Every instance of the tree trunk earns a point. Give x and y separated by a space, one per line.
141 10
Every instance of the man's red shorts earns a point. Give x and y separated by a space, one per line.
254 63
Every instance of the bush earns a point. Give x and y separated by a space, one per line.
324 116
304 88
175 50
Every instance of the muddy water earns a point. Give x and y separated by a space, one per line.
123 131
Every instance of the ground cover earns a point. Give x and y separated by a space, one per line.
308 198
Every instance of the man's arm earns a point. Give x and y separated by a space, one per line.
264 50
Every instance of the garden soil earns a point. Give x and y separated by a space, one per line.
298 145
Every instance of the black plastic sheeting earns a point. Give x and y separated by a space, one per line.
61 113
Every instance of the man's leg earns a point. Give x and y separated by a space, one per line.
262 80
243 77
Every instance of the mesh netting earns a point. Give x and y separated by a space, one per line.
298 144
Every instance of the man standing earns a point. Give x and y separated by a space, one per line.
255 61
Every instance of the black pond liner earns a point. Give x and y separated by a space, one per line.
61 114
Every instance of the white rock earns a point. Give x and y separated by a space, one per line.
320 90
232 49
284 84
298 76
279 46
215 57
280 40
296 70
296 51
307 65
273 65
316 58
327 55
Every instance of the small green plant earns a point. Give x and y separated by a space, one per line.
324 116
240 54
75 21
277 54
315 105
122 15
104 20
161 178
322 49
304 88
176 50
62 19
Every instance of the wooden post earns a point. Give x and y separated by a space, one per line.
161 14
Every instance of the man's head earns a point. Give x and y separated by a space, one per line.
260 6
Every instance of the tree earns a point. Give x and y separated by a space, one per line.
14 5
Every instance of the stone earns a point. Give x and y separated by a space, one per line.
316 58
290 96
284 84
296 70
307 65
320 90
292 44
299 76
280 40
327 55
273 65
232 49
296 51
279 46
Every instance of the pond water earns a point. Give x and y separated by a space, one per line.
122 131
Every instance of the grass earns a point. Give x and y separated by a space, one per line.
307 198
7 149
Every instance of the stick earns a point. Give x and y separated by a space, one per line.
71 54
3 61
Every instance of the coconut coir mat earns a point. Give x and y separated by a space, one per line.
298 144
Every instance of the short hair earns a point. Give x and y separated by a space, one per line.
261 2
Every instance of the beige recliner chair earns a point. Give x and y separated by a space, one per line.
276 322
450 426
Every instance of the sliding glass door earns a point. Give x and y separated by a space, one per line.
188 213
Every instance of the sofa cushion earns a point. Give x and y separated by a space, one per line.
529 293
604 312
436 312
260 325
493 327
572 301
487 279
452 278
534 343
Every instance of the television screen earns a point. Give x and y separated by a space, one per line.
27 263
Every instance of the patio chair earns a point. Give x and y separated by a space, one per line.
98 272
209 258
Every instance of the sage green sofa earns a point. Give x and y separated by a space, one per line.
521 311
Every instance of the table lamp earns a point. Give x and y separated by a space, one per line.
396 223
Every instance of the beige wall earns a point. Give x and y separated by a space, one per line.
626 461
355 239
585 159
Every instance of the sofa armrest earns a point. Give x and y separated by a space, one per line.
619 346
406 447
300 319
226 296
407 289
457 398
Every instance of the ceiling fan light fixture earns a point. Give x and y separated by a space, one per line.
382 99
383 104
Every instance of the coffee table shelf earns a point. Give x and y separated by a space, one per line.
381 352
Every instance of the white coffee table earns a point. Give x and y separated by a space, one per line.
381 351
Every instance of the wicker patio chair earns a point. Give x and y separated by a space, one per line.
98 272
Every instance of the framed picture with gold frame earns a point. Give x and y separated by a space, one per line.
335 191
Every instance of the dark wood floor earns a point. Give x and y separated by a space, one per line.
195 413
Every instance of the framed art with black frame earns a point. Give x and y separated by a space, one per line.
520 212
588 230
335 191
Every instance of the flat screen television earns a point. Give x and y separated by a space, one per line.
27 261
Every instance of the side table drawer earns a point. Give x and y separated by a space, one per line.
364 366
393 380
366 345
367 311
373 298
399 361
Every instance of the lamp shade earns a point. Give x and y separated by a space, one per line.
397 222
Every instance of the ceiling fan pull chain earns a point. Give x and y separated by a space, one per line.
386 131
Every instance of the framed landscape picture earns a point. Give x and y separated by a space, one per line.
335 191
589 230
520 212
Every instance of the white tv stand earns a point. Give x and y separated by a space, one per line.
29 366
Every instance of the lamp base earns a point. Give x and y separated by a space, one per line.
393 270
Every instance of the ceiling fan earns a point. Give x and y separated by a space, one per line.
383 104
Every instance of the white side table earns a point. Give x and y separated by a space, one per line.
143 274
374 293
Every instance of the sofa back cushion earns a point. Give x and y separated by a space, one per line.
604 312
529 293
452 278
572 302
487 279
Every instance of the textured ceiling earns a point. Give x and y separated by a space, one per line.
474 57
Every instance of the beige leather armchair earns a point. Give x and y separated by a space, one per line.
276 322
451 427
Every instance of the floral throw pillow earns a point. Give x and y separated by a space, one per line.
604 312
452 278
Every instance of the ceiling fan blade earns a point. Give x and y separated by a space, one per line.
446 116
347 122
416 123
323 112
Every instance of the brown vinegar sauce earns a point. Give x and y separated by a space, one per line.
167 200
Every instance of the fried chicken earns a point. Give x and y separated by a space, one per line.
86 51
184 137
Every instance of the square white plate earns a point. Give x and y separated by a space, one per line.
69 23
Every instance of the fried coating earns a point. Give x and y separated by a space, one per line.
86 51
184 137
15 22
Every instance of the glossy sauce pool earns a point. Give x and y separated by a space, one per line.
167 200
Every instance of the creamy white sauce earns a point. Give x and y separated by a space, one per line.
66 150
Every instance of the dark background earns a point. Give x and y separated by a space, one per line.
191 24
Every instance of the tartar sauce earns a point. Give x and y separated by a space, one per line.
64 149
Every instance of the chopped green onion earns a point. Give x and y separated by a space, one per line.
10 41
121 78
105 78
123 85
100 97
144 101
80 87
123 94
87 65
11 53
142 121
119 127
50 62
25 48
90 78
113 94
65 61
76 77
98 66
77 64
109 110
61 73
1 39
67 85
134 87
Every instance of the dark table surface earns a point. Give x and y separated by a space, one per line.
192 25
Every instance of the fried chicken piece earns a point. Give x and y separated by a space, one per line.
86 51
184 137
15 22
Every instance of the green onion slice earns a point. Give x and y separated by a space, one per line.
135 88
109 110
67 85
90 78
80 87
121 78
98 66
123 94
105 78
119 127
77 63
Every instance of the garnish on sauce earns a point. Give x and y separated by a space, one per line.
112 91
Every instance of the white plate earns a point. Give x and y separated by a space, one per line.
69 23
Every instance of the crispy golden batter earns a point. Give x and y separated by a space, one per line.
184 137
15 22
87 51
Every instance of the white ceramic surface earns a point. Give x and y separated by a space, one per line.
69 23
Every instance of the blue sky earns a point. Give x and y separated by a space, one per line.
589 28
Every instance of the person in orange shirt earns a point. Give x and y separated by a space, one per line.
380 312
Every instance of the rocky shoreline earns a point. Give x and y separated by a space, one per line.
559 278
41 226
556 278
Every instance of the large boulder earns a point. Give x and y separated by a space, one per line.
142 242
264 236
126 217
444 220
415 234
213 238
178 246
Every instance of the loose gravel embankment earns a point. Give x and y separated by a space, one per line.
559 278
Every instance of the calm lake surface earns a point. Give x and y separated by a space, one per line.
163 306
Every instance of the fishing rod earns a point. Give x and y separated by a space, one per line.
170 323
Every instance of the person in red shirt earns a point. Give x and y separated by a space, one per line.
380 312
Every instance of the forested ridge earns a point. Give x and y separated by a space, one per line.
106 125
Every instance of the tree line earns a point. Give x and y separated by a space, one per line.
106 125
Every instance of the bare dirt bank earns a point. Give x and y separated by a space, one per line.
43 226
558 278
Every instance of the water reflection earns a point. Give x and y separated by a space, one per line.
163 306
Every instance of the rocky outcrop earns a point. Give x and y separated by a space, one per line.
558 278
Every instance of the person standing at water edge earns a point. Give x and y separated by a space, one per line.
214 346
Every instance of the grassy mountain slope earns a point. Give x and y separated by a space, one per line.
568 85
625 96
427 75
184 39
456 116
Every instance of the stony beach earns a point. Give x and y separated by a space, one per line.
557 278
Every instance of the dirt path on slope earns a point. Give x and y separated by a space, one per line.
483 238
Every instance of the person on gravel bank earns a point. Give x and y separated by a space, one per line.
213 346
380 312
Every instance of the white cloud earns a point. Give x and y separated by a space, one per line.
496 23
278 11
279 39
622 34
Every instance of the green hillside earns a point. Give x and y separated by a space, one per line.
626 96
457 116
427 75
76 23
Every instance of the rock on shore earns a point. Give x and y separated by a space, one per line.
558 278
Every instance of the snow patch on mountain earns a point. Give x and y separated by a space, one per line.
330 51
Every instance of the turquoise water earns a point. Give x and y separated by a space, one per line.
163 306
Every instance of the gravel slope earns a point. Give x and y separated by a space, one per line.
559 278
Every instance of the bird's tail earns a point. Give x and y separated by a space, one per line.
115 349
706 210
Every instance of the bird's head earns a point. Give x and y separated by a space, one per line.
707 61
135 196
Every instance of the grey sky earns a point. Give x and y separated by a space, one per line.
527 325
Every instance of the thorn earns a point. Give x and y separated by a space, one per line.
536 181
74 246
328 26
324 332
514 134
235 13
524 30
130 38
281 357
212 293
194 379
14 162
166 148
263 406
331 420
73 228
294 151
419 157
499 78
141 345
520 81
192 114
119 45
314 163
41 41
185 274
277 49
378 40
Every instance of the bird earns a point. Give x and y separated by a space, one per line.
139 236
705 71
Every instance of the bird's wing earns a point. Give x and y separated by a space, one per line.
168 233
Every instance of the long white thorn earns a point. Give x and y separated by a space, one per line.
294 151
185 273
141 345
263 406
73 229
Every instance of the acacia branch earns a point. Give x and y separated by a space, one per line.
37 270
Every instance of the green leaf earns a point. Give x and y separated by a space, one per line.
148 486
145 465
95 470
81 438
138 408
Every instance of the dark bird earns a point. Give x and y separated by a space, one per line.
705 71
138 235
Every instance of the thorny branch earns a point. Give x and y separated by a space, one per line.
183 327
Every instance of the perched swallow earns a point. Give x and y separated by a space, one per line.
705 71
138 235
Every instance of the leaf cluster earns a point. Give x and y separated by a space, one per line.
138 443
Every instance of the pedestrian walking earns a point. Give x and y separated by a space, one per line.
────────────────────
Required work
Look above for the line that contains "Every instance of the perched". That line and every line after it through the end of the data must be written out exactly, with nothing else.

Problem solution
Every instance of the perched swallow earns a point. Give x and y separated by a space, one per line.
705 71
138 235
Every instance of the leaf cluster earns a point. Give x and y separated by a space, one per line.
138 443
Every instance of the pedestrian walking earns a point. Give x and y separated by a space, one per line.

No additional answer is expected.